* Begin Input rows *
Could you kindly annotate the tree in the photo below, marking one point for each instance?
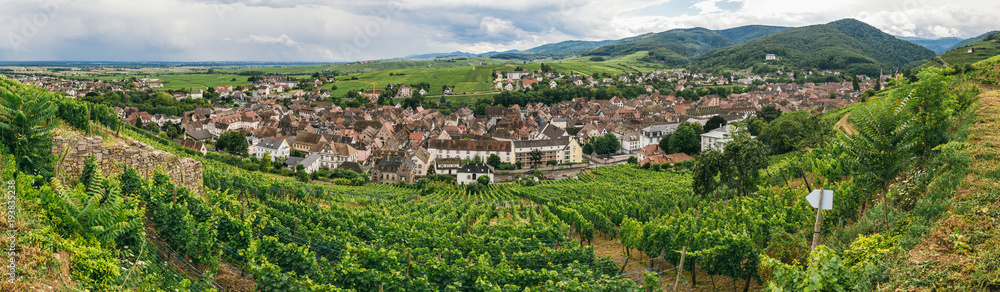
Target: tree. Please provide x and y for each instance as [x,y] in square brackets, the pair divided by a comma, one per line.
[753,125]
[89,169]
[787,133]
[768,113]
[26,123]
[746,156]
[824,271]
[233,142]
[708,166]
[535,156]
[664,143]
[607,144]
[153,128]
[714,123]
[300,173]
[685,140]
[933,103]
[883,144]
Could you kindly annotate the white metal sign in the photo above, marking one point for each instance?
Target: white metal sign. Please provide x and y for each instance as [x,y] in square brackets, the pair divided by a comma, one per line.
[814,196]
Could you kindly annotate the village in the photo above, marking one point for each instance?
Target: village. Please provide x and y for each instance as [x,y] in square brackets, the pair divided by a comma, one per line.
[393,144]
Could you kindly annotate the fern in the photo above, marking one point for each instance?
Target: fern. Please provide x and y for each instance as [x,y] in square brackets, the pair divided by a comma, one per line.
[95,210]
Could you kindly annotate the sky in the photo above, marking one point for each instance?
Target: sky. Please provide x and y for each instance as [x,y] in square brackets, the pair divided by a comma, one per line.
[342,30]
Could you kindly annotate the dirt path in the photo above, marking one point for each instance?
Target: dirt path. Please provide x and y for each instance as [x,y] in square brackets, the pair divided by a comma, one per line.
[942,249]
[614,249]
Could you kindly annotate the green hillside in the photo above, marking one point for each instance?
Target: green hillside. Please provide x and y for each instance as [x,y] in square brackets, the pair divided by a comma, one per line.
[845,44]
[973,40]
[683,42]
[960,56]
[745,33]
[568,47]
[939,46]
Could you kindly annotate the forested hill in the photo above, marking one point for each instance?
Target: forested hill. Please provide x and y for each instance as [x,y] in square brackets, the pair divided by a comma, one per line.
* End Input rows *
■ **Task requirements**
Transcribe the material exactly, leaving every picture out.

■ **Result**
Could you kindly annotate the tree in the photo below, marking one point for each instance?
Target: tree. Please provide x and y for each instance as [x,y] in square brackets, the pair divided by a comma, one per line.
[753,125]
[89,169]
[787,133]
[768,113]
[26,123]
[746,156]
[824,271]
[233,142]
[708,166]
[535,156]
[664,143]
[607,144]
[153,128]
[714,123]
[300,173]
[685,140]
[933,103]
[883,144]
Could you kindly annotate the white metal sign in the photo above, marking one point for each instance?
Target: white metal sign. Please provide x and y for each instance as [x,y] in square brackets, the pair divided by a comma, one per line.
[814,196]
Could you kindly annotate the village in the photo above, marking one point for each instance?
Target: village. Please provide x and y for each instance as [x,y] in square brackets, the pair divided by a comma, one per line.
[393,144]
Could you kindly annotate the fern in the photo above, marking one point for each instance?
Target: fern. Please provide x and y for each instance as [x,y] in square brackets, the pair divided by a comma, one per line.
[95,210]
Could you kindly annotate the sky in the photo above, marking one point for each instance?
Target: sky. Please provide x and y for each instance as [x,y] in square brackets, the pair divided by a comma, one per line.
[342,30]
Could you kindly annotate the dirt path in the photo above, marking one point for each instance?
Target: dirt path. Please provide x and y for each instance as [x,y] in square brackets, the pair divided by a comma, one per line.
[942,249]
[614,249]
Could you kindly annotate the green hillside in the photo above, marking one point for each instance?
Target: green hillside. Please provide x and y for each instance as [x,y] in square brackets, the pair divided by a comma, one per line.
[845,44]
[973,40]
[683,42]
[960,56]
[745,33]
[568,47]
[939,46]
Could you kindly annotate the forested hill in the photo above, marking one point for each instance?
Target: forested hill. Please provide x and y for each instance as [x,y] in square brackets, the pair divided by a comma, one per line.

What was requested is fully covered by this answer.